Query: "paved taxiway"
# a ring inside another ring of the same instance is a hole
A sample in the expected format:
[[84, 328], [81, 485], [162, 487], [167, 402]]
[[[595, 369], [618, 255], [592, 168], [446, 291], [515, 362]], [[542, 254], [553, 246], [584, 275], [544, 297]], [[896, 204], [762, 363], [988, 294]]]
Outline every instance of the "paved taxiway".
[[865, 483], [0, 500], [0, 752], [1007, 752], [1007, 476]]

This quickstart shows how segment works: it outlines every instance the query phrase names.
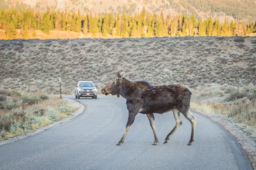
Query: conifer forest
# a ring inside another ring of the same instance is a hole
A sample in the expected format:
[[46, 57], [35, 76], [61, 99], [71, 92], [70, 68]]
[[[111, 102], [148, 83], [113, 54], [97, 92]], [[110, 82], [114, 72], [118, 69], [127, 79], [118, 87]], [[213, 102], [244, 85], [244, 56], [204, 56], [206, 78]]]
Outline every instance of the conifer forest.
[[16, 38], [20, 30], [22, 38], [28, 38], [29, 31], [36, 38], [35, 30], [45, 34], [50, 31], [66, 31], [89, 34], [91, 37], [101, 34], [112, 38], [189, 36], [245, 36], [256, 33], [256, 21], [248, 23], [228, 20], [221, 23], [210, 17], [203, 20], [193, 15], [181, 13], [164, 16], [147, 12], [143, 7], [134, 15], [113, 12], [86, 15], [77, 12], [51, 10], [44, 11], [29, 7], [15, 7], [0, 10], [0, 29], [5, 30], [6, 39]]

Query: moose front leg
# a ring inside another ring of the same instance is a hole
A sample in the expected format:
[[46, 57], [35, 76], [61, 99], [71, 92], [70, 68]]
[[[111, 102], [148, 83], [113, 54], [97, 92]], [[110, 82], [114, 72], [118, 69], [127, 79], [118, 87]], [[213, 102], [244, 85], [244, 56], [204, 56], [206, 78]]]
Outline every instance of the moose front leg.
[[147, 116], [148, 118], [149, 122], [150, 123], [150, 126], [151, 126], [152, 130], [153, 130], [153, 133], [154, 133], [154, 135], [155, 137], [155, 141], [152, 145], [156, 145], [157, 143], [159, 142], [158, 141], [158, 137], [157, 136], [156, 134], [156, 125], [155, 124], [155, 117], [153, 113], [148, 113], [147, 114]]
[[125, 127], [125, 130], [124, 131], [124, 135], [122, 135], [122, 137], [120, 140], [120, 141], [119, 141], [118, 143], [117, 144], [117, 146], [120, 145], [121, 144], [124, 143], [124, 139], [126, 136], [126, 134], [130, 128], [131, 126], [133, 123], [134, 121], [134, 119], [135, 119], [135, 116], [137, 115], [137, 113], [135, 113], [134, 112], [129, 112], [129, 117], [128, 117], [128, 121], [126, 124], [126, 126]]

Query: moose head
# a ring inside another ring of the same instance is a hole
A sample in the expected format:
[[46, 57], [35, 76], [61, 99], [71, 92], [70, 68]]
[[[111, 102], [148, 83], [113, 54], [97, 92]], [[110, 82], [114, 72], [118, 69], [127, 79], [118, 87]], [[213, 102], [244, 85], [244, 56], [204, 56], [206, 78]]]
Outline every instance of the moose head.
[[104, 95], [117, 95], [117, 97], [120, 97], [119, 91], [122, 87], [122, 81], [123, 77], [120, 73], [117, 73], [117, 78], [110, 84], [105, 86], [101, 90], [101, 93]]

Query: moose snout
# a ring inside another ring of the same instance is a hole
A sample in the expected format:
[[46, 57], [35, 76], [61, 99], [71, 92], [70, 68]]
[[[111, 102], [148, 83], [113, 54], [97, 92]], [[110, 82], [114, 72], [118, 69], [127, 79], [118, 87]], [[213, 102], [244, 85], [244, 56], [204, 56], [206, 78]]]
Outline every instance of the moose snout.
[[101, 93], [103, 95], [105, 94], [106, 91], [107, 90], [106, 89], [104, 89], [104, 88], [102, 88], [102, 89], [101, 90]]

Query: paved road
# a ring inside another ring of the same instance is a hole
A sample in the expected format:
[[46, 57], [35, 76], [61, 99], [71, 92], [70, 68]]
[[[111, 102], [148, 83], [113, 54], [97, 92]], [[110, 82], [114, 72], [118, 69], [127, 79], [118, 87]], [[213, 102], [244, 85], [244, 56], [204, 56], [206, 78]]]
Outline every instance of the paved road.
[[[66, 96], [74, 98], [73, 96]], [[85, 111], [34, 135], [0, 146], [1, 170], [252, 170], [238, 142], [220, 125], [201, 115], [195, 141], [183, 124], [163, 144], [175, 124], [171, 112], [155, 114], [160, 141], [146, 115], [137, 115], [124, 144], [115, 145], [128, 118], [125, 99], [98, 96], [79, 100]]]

• [Task goal] Update the whole listing above so that "A sample in the expected format:" becomes "Example of the expected format:" everywhere it appears, with everything else left unchanged. Leave the pictures out of your answer.

• [Completed task]
Query: "paved taxiway"
# a ring inside another ring of the same instance is a hole
Example of the expected format:
[[84, 328], [81, 485], [162, 487], [167, 402]]
[[[595, 369], [618, 255], [592, 168], [446, 291], [515, 362]], [[542, 254], [553, 246], [584, 275], [544, 297]], [[896, 204], [762, 363], [988, 294]]]
Outline every instance of the "paved taxiway".
[[865, 483], [0, 500], [0, 752], [1007, 752], [1007, 476]]

This quickstart shows how segment works: it outlines every instance the query phrase names.
Query: conifer forest
# a ring inside another ring of the same instance is a hole
Example of the expected format:
[[46, 57], [35, 76], [61, 99], [71, 92], [70, 68]]
[[[111, 102], [148, 83], [113, 54], [97, 92]], [[110, 82], [114, 72], [118, 69], [127, 79], [118, 87]], [[213, 102], [244, 85], [244, 56], [204, 56], [206, 78]]]
Outline every instance of the conifer forest.
[[16, 38], [20, 30], [22, 38], [28, 38], [29, 31], [36, 38], [35, 30], [45, 34], [50, 31], [66, 31], [89, 34], [91, 37], [101, 34], [112, 38], [189, 36], [245, 36], [256, 33], [256, 21], [248, 23], [228, 20], [221, 23], [210, 17], [203, 20], [193, 15], [181, 13], [164, 16], [147, 12], [143, 7], [134, 15], [113, 12], [86, 15], [77, 12], [51, 10], [44, 11], [29, 7], [15, 7], [0, 10], [0, 29], [5, 30], [6, 39]]

Query: moose front leg
# a ring inside another ring of the same instance is a hole
Example of the expected format:
[[46, 57], [35, 76], [61, 99], [71, 92], [70, 68]]
[[[111, 102], [148, 83], [113, 54], [97, 92]], [[110, 82], [114, 72], [118, 69], [127, 79], [118, 87]], [[213, 102], [244, 85], [244, 56], [204, 56], [206, 78]]]
Outline every instance of the moose front leg.
[[147, 116], [148, 118], [149, 122], [150, 123], [150, 126], [151, 126], [152, 130], [153, 130], [153, 133], [154, 133], [154, 135], [155, 137], [155, 141], [152, 145], [156, 145], [157, 143], [159, 142], [158, 141], [158, 137], [157, 136], [156, 134], [156, 125], [155, 124], [155, 117], [153, 113], [148, 113], [147, 114]]
[[125, 127], [125, 130], [124, 131], [124, 135], [122, 135], [122, 137], [120, 140], [120, 141], [119, 141], [118, 143], [117, 144], [117, 146], [120, 145], [121, 144], [124, 143], [124, 139], [126, 136], [126, 134], [130, 128], [131, 126], [133, 123], [134, 121], [134, 119], [135, 119], [135, 116], [137, 115], [137, 113], [135, 113], [134, 112], [129, 112], [129, 117], [128, 117], [128, 121], [126, 124], [126, 126]]

Query: moose head
# a ring inside another ring of the same instance is a hole
Example of the expected format:
[[46, 57], [35, 76], [61, 99], [71, 92], [70, 68]]
[[[111, 102], [148, 83], [113, 54], [97, 92]], [[110, 82], [114, 72], [118, 69], [127, 79], [118, 87]], [[213, 102], [244, 85], [244, 56], [204, 56], [206, 78]]]
Outline every instance of the moose head.
[[104, 95], [117, 95], [117, 97], [120, 97], [119, 91], [122, 87], [122, 81], [123, 77], [120, 73], [117, 73], [117, 78], [110, 84], [105, 86], [101, 90], [101, 93]]

Query: moose snout
# a ring inside another ring of the same instance is a hole
Example of the expected format:
[[46, 57], [35, 76], [61, 99], [71, 92], [70, 68]]
[[[111, 102], [148, 83], [113, 54], [97, 92]], [[110, 82], [114, 72], [118, 69], [127, 79], [118, 87]], [[213, 102], [244, 85], [244, 56], [204, 56], [206, 78]]]
Outline every instance of the moose snout.
[[101, 93], [103, 95], [105, 94], [106, 91], [107, 90], [106, 89], [104, 89], [104, 88], [102, 88], [102, 89], [101, 90]]

Query: paved road
# a ring inside another ring of the same instance is a hole
Example of the expected format:
[[46, 57], [35, 76], [61, 99], [71, 92], [70, 68]]
[[[111, 102], [148, 83], [113, 54], [97, 92]], [[110, 82], [114, 72], [118, 69], [127, 79], [118, 87]], [[213, 102], [244, 85], [244, 56], [204, 56], [206, 78]]]
Outline every instance of the paved road.
[[[66, 96], [74, 98], [73, 96]], [[85, 111], [34, 135], [0, 146], [1, 170], [252, 170], [238, 142], [220, 125], [201, 115], [195, 141], [183, 124], [163, 144], [175, 124], [171, 112], [155, 114], [160, 141], [146, 115], [137, 115], [124, 144], [115, 145], [128, 118], [125, 99], [98, 96], [79, 100]]]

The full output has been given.